# MATERIAL SHOWN start

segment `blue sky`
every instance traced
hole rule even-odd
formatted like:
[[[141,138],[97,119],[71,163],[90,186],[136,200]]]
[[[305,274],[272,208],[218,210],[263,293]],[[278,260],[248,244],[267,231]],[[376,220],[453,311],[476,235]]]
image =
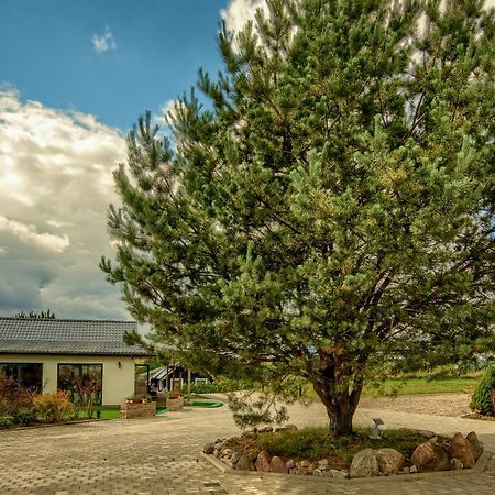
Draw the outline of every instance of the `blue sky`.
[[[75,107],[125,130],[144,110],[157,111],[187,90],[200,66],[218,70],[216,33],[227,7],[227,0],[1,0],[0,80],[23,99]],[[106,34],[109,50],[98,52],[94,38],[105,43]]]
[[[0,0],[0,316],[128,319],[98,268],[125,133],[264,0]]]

# MATERIAL SHOWN end
# MATERIAL SHOWN start

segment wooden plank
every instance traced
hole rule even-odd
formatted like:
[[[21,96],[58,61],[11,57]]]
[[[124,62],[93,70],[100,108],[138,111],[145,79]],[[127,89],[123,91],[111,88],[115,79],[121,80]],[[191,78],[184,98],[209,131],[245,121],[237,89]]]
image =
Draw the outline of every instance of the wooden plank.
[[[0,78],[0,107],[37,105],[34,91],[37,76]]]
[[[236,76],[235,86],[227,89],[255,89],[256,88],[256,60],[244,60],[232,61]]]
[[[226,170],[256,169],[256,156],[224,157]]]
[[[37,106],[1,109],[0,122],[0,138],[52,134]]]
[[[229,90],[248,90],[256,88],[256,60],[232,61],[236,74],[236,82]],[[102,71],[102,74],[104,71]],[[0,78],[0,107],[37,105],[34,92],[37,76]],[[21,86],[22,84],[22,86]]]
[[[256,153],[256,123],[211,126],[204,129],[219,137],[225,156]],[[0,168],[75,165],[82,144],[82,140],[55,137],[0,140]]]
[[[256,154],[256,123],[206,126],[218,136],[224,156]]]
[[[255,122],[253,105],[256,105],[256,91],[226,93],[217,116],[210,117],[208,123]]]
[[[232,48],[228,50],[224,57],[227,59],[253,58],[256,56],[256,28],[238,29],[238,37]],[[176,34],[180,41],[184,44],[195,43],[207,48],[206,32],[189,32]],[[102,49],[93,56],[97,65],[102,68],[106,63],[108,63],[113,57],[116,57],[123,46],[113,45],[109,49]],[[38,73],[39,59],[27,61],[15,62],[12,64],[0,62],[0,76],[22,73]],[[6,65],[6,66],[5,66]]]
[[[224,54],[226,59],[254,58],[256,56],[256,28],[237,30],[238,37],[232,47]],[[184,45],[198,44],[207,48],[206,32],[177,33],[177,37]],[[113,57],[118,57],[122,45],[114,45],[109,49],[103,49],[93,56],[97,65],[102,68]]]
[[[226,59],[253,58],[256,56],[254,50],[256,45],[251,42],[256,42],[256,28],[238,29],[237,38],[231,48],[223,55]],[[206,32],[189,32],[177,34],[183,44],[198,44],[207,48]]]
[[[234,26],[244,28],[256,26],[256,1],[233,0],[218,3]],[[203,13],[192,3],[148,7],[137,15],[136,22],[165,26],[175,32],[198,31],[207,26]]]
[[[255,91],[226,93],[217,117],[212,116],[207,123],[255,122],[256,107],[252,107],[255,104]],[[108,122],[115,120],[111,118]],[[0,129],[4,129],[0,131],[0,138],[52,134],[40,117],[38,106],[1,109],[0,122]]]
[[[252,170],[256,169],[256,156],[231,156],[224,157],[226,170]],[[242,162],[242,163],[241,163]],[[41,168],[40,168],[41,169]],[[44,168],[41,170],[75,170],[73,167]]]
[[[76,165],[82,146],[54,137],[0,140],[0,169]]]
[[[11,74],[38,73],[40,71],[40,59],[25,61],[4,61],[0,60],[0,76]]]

# MATERIAL SHOWN end

» **WHAT IS REQUIRED**
Reproduce the listing lines starting at the line containing "segment wooden plank" and ending at the line containing "[[[37,106],[1,109],[0,122],[0,138],[52,134]]]", substituting "timber board" for every "wooden plank" and leaving everything else unchanged.

» **RESPONSE**
segment timber board
every instance traced
hole rule even-odd
formatted like:
[[[21,96],[58,61],[11,57]]]
[[[124,62],[93,70],[100,108],[138,111],[145,79]],[[127,89],[123,91],[111,88],[115,79],[121,80]],[[191,78],[184,98],[209,131],[245,121],[237,89]]]
image =
Draw the outline of every instance of the timber board.
[[[0,78],[0,107],[37,105],[34,91],[37,76]]]
[[[236,76],[235,86],[227,89],[255,89],[256,88],[256,60],[244,60],[232,61]]]
[[[226,170],[256,169],[256,156],[224,157]]]
[[[37,106],[1,109],[0,122],[0,138],[52,134]]]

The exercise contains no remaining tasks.